Your objective:
From the blog post about Mitt Romney's temper, write out the passage word for word, beginning at "Anger Manage-Mitt" and stopping after "anger an emotion.".

Document extract:
━━━━
Dec 2, 2011

Anger Manage-Mitt

Original (non-hulkified) image via

If you’ve read my post about the time Mitt Romney strapped his dog to the roof of his car during a family road trip, you already know I have an axe to grind with the GOP frontrunner and his pathological control issues. And as we all know, control issues and poor anger management skills go hand-in-hand, as Alec MacGillis’ illustrates in his recent New Republic piece, Temperamental Journey: The Peculiar Anger of Mitt Romney. Specifically, the article recounts several events that illustrate how Romney’s legacy of so-called “emotion-free crisis management” may prove true only to those who do not consider anger an emotion.

For example, there’s the tiff he had with Rick Perry during October's GOP debate in Nevada. Admittedly, it was only a moderate scuffle (and to be fair, Perry wouldn’t STFU during Romney’s talk time), but I personally find troublesome the fact that Romney felt compelled to put his hand on Perry in an effort to silence him, especially given a physical altercation he had a few years back on an Air Canda flight with rapper Sky Blu. Blu, who was seated in front of Romney, failed to return his seat back to its upright position in preparation for landing. This evidently perturbed Romney, who proceeded to inform Blu of airline landing procedures and instructed him to adjust his seat immediately (um, who does that?). When Blu refused to comply, Romney reportedly placed his hand on the rapper in what Blu described as a “Vulcan grip”. The situation escalated and an enraged Sky Blu took a swing at Romney.
━━━━
Stored data:
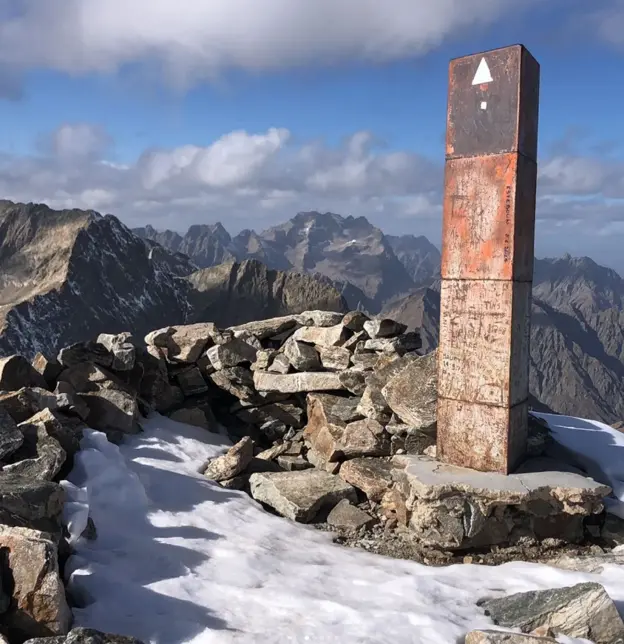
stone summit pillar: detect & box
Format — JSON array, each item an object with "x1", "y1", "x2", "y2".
[{"x1": 437, "y1": 45, "x2": 539, "y2": 474}]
━━━━
Result for this task:
Anger Manage-Mitt

Original (non-hulkified) image via

If you’ve read my post about the time Mitt Romney strapped his dog to the roof of his car during a family road trip, you already know I have an axe to grind with the GOP frontrunner and his pathological control issues. And as we all know, control issues and poor anger management skills go hand-in-hand, as Alec MacGillis’ illustrates in his recent New Republic piece, Temperamental Journey: The Peculiar Anger of Mitt Romney. Specifically, the article recounts several events that illustrate how Romney’s legacy of so-called “emotion-free crisis management” may prove true only to those who do not consider anger an emotion.